* Start SOURCE *
Proposition 5.1 Let $X_1, X_2, \ldots, X_n$ be independent, identically distributed Bernoulli random variables with success parameter $p \in [0,1]$, then $Y = \sum_{i=1}^n X_i$ is distributed according to a Binomial disctribution with size parameter $n$ and success probability $p$.

Proof. It is enough to check that the probability mass functions coincide.

For $k \in 0, \ldots, n$

\[\begin{align*} P\Big\{ \sum_{i=1}^n X_i = k \Big\} & = \sum_{x_1, \ldots, x_n \in \{0,1 \}^p} \mathbb{I}_{\sum_{i=1}^n x_i=k} P \Big\{ \wedge_{i=1}^n X_i = x_i\Big\} \\ & = \sum_{x_1, \ldots, x_n \in \{0,1 \}^p} \mathbb{I}_{\sum_{i=1}^n x_i=k} \prod_{i=1}^n P \Big\{ X_i = x_i\Big\} \\ & = \sum_{x_1, \ldots, x_n \in \{0,1 \}^p} \mathbb{I}_{\sum_{i=1}^n x_i=k} \prod_{i=1}^n p^{x_i} (1-p)^{1-x_i} \\ & = \sum_{x_1, \ldots, x_n \in \{0,1 \}^p} \mathbb{I}_{\sum_{i=1}^n x_i=k}\, p^{k} (1-p)^{n-k} \\ & = \binom{n}{k} p^{k} (1-p)^{n-k} \, . \end{align*}\]

This observation facilitates the computation of moments of Binomial distribution.

The expected value of a Bernoulli distribution with parameter $p$ is $p$! Its variance is $p(1-p)$.

By linearity of expectation, the expected value of the binomial distribution with parameters $n$ and $p$ is $np$.

The variance of a sum of independent random variables is the sum of the variances, hence the variance of he binomial distribution with parameters $n$ and $p$ is $np(1-p)$.

Figure 5.1: Binomial probability mass functions with $n=20$ and different values of $p$ : $.5, .7, .2$.
* End SOURCE *
**WRITTEN PROBLEM**
Extend the passage on the binomial distribution as a sum of Bernoulli variables, picking up after its last line.
* Start ENTRIES SHOWN *
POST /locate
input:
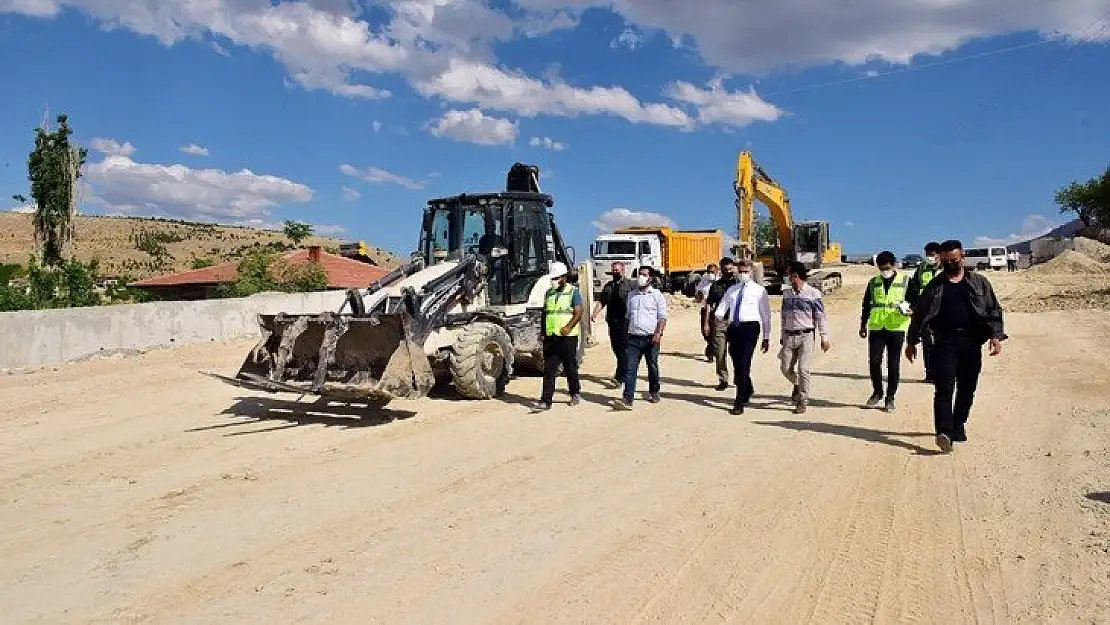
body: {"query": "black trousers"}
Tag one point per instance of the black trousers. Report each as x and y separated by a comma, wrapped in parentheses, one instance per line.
(561, 350)
(742, 345)
(618, 341)
(880, 342)
(957, 361)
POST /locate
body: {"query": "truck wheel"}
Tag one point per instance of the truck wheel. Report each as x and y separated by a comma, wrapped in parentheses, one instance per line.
(482, 361)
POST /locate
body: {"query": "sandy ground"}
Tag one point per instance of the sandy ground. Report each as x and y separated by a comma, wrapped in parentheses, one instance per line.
(137, 490)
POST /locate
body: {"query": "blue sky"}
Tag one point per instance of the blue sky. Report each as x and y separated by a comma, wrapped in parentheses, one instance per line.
(896, 120)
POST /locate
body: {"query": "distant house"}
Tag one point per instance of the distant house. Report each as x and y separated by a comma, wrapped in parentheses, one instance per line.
(202, 283)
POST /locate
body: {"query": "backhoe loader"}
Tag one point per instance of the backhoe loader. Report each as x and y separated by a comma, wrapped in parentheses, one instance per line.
(806, 242)
(466, 308)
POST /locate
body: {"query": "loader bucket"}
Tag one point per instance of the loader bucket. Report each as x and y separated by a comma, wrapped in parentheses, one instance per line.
(369, 359)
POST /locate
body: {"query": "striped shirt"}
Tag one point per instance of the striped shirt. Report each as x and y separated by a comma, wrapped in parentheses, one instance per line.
(804, 310)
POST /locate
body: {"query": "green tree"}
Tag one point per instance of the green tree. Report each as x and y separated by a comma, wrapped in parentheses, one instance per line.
(1090, 200)
(53, 169)
(261, 271)
(298, 231)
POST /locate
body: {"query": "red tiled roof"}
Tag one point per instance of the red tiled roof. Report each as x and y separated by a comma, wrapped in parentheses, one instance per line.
(342, 272)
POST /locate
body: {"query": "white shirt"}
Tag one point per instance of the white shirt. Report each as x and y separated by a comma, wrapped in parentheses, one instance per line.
(755, 305)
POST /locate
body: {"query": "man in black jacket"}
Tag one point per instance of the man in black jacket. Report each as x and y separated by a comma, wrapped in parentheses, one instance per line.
(712, 328)
(926, 271)
(614, 299)
(961, 313)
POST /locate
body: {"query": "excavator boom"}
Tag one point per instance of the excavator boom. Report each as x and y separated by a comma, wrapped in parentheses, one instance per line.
(795, 241)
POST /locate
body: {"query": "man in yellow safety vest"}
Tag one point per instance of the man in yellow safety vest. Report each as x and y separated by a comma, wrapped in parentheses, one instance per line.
(884, 321)
(562, 313)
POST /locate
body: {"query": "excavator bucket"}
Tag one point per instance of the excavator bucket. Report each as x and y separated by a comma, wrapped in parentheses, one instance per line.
(356, 359)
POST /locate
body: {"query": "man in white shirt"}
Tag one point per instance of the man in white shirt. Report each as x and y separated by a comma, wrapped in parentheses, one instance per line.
(747, 309)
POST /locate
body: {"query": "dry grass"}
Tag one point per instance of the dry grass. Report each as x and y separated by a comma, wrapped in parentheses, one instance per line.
(110, 241)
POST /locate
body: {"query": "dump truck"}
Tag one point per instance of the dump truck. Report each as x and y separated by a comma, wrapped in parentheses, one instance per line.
(677, 258)
(465, 310)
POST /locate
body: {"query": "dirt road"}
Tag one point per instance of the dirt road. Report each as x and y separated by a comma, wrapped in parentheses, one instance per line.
(135, 490)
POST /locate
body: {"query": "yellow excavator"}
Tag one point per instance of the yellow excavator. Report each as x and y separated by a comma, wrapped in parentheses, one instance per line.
(806, 242)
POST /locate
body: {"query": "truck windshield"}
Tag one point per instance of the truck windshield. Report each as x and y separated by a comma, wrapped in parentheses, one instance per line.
(616, 249)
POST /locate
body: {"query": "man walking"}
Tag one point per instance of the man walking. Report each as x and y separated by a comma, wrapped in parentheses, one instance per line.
(647, 319)
(803, 315)
(717, 330)
(744, 310)
(614, 299)
(562, 313)
(884, 322)
(962, 313)
(922, 276)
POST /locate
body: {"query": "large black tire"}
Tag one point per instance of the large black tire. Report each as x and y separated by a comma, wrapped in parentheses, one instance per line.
(482, 361)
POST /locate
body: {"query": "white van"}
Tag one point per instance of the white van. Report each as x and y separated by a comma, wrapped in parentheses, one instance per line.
(986, 258)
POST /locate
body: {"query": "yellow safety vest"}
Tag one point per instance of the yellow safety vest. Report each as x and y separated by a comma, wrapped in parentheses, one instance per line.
(885, 313)
(558, 311)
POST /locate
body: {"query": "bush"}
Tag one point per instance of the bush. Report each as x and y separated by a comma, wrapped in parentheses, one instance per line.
(261, 271)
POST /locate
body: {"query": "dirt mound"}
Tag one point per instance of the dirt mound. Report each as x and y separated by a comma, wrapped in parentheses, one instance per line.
(1070, 262)
(1093, 249)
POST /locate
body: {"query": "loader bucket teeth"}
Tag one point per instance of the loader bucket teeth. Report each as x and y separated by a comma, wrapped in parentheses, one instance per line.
(370, 359)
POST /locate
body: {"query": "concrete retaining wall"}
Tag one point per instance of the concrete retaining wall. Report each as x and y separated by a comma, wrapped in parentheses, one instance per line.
(38, 338)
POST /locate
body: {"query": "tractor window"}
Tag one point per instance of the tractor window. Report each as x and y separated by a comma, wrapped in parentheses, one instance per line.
(437, 238)
(475, 239)
(527, 250)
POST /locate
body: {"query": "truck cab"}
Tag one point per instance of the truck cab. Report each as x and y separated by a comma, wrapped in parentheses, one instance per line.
(634, 250)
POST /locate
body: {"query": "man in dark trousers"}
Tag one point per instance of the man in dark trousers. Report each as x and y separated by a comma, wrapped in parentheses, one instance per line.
(745, 311)
(961, 313)
(925, 273)
(717, 330)
(614, 299)
(562, 313)
(884, 322)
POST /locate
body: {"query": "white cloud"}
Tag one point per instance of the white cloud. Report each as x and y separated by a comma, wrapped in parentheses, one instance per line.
(753, 36)
(350, 194)
(379, 175)
(194, 150)
(628, 38)
(716, 104)
(1031, 228)
(129, 188)
(474, 127)
(445, 48)
(111, 147)
(546, 142)
(624, 218)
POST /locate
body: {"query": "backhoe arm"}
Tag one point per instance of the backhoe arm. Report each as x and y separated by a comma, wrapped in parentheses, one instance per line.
(753, 183)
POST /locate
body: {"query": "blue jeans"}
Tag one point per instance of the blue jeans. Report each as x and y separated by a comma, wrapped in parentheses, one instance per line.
(641, 346)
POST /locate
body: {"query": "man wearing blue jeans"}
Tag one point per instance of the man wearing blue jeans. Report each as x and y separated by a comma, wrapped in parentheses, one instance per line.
(647, 318)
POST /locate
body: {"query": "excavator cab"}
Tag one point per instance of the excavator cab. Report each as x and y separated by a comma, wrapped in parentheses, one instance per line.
(465, 302)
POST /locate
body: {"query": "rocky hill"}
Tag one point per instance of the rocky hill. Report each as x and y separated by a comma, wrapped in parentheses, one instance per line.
(138, 248)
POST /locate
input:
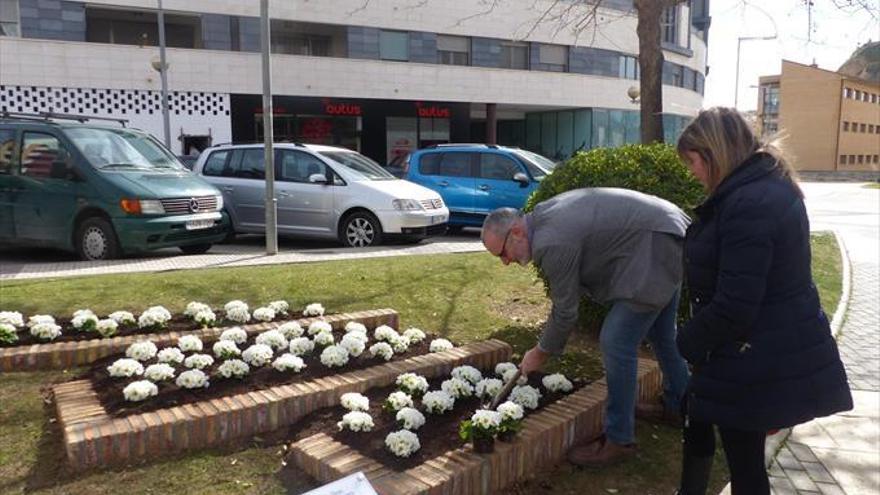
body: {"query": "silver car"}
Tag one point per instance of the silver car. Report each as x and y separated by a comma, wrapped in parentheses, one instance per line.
(322, 192)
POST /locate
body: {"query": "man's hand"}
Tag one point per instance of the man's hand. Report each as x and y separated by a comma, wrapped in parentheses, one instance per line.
(533, 360)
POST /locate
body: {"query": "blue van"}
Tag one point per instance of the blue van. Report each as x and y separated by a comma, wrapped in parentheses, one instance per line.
(475, 179)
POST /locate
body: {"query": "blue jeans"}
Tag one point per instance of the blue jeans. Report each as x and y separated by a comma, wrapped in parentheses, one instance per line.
(622, 332)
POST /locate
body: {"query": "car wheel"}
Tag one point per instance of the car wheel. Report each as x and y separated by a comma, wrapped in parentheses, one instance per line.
(96, 240)
(360, 229)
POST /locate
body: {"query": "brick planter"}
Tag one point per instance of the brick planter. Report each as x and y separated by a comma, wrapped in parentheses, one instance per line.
(543, 442)
(62, 355)
(93, 438)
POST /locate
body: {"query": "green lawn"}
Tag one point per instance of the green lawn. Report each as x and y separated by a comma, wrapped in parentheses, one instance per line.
(464, 297)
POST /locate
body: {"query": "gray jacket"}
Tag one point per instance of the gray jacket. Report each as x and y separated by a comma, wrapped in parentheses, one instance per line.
(609, 245)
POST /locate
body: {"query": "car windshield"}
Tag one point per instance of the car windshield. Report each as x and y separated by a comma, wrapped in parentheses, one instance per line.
(121, 148)
(359, 164)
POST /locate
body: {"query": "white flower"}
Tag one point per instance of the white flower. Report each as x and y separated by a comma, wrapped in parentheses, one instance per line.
(412, 383)
(526, 396)
(333, 356)
(557, 383)
(410, 419)
(467, 373)
(319, 326)
(159, 372)
(440, 345)
(192, 379)
(142, 351)
(154, 317)
(356, 421)
(301, 346)
(488, 388)
(414, 335)
(233, 368)
(257, 355)
(264, 314)
(198, 361)
(288, 362)
(291, 330)
(234, 334)
(403, 443)
(189, 343)
(225, 349)
(125, 368)
(383, 350)
(170, 355)
(438, 402)
(273, 338)
(140, 390)
(354, 401)
(314, 309)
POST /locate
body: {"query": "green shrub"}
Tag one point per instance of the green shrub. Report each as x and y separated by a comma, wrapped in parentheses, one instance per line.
(652, 169)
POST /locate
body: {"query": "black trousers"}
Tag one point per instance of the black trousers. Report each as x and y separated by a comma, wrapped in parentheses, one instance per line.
(744, 451)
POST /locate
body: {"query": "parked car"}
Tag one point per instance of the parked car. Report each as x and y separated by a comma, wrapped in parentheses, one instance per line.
(100, 191)
(322, 192)
(475, 179)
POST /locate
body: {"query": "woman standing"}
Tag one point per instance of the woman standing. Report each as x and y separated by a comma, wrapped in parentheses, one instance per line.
(760, 345)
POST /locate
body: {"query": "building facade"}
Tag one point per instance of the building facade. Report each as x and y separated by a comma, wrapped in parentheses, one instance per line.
(382, 77)
(829, 122)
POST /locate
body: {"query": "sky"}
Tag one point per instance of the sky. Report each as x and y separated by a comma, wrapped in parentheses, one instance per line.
(833, 36)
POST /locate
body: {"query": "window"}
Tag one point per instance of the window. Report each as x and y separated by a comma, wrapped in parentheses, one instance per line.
(394, 45)
(453, 50)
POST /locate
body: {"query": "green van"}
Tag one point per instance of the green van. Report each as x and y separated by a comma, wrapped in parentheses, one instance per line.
(100, 191)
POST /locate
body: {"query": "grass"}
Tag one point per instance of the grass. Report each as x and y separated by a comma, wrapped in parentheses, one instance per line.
(464, 297)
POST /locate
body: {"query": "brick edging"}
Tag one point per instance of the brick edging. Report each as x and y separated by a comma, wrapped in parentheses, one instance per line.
(62, 355)
(543, 442)
(92, 438)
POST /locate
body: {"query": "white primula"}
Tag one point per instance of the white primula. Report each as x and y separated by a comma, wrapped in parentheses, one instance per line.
(301, 346)
(412, 383)
(403, 443)
(226, 349)
(354, 401)
(440, 345)
(264, 314)
(356, 421)
(383, 350)
(291, 330)
(488, 388)
(198, 361)
(410, 419)
(289, 362)
(125, 368)
(438, 402)
(234, 334)
(159, 372)
(468, 373)
(140, 390)
(142, 351)
(557, 383)
(192, 379)
(233, 368)
(154, 317)
(170, 355)
(190, 343)
(457, 388)
(334, 356)
(526, 396)
(314, 309)
(273, 338)
(257, 355)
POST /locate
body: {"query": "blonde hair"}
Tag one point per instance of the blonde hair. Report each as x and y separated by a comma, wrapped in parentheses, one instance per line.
(725, 140)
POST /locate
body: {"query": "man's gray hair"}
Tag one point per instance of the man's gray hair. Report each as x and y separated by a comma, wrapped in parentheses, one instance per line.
(500, 221)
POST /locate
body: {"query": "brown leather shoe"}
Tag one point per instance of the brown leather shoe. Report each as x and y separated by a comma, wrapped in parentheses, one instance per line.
(600, 453)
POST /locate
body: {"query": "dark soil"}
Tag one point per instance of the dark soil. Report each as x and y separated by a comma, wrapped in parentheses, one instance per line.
(438, 435)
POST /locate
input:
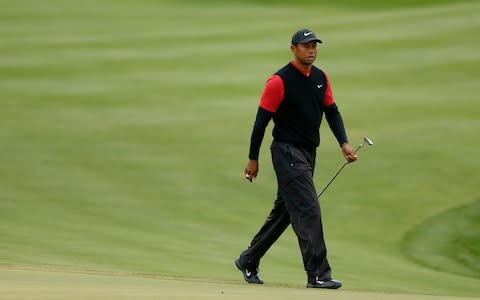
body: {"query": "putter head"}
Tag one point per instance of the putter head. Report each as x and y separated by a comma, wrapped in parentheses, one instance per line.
(367, 141)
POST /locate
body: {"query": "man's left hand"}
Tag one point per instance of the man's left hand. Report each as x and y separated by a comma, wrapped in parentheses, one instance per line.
(349, 153)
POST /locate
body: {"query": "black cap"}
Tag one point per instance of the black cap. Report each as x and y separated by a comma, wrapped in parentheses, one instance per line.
(304, 36)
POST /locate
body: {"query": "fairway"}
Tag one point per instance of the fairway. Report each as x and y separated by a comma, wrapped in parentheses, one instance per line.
(51, 285)
(125, 126)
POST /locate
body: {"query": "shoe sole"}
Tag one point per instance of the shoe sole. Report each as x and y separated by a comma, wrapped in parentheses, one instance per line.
(331, 286)
(237, 264)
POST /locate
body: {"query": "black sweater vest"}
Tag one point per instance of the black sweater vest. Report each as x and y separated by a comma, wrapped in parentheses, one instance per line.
(298, 118)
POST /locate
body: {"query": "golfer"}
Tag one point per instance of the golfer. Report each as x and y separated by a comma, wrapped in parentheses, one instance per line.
(295, 97)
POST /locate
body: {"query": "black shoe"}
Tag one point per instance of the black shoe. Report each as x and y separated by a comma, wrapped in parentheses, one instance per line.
(250, 276)
(327, 284)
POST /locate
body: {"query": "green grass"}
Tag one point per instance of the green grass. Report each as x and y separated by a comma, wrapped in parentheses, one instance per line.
(124, 131)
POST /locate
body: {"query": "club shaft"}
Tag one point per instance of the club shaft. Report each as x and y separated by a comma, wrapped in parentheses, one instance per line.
(338, 172)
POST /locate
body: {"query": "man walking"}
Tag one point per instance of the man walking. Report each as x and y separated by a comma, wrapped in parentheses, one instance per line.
(296, 97)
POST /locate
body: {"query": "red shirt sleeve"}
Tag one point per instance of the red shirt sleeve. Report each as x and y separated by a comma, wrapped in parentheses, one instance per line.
(328, 94)
(272, 94)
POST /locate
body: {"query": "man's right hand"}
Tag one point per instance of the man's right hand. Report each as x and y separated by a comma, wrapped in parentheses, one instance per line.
(251, 170)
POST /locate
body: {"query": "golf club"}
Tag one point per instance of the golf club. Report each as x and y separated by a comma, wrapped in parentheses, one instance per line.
(365, 141)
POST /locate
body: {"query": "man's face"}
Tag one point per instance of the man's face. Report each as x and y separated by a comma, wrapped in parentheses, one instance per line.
(305, 53)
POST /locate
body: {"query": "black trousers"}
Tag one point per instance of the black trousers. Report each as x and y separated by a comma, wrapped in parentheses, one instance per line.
(296, 204)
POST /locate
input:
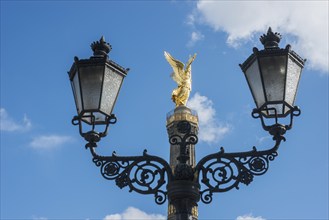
* End ENTRIES SHOWN *
**TASK RESPONSE**
5.2 Poisson

The Poisson distribution appears as a limit of Binomial distributions in a variety of circumstances connected to rare events phenomena.

Definition 5.3 A Poisson distribution with parameter $\lambda >0$ is a probability distribution $P$ on $\Omega=\mathbb{N}$ with

\[P\{k\} = \mathrm{e}^{-\lambda} \frac{\lambda^k}{k!}\]

Figure 5.2: Poisson probability mass functions with different values of parameter: $1, 5, 10$. Recall that the parameter of a Poisson distribution equals its expectation and its variance. The probability mass function of a Poisson distribution achieves its maximum (called the mode) close to its expectation.

The expected value of the Poisson distribution with paramenter $\lambda$ is $\lambda$. The variance of a Poisson distribution is equal to its expected value.

\[\begin{align*} \mathbb{E} X & = \sum_{n=0}^\infty \mathrm{e}^{-\lambda} \frac{\lambda^n}{n!} \times n\\ & = \lambda \times \sum_{n=1}^\infty \mathrm{e}^{-\lambda} \frac{\lambda^{n-1}}{(n-1)!} \\ & = \lambda \, . \end{align*}\]

Proposition 5.3 Let $X,Y$ be independent and Poisson distributed over probability space $(\Omega, \mathcal{F}, P)$, then $X+Y$ is Poisson distributed.

Proof. We check the proposition in the simplest and most tedious way. We compute the probability mass function of the distribution of $X+Y$. Assume $X \sim \operatorname{Po}(\lambda), Y \sim \operatorname{Po}(\mu)$.

For each $k \in \mathbb{N}$: \[\begin{align*} \Pr \{ X+Y =k\} & = \Pr \{ \bigvee_{m=0}^k (X =m \wedge Y =k-m) \} \\ & = \sum_{m=0}^k \Pr \{ X =m \wedge Y =k-m \} \\ & = \sum_{m=0}^k \Pr \{ X =m \} \times \Pr\{ Y =k-m \} \\ & = \sum_{m=0}^k \mathrm{e}^{-\lambda} \frac{\lambda^m}{m!} \mathrm{e}^{-\mu} \frac{\mu^{k-m}}{(k-m)!} \\ & = \mathrm{e}^{-\lambda - \mu} \frac{(\lambda+\mu)^k}{k!} \sum_{m=0}^k \frac{k!}{m! (k-m)!}\left(\frac{\lambda}{\lambda+\mu}\right)^m \left(\frac{\mu}{\lambda+\mu}\right)^{k-m} \\ & = \mathrm{e}^{-\lambda - \mu} \frac{(\lambda+\mu)^k}{k!} \sum_{m=0}^k \binom{k}{m}\left(\frac{\lambda}{\lambda+\mu}\right)^m \left(\frac{\mu}{\lambda+\mu}\right)^{k-m} \\ & = \mathrm{e}^{-\lambda - \mu} \frac{(\lambda+\mu)^k}{k!} \left( \frac{\lambda}{\lambda+\mu} + \frac{\mu}{\lambda+\mu}\right)^k \\ & = \mathrm{e}^{-(\lambda + \mu)} \frac{(\lambda+\mu)^k}{k!} \end{align*}\] The last expression if the pmf of $\operatorname{Po}(\lambda + \mu)$ at $k$.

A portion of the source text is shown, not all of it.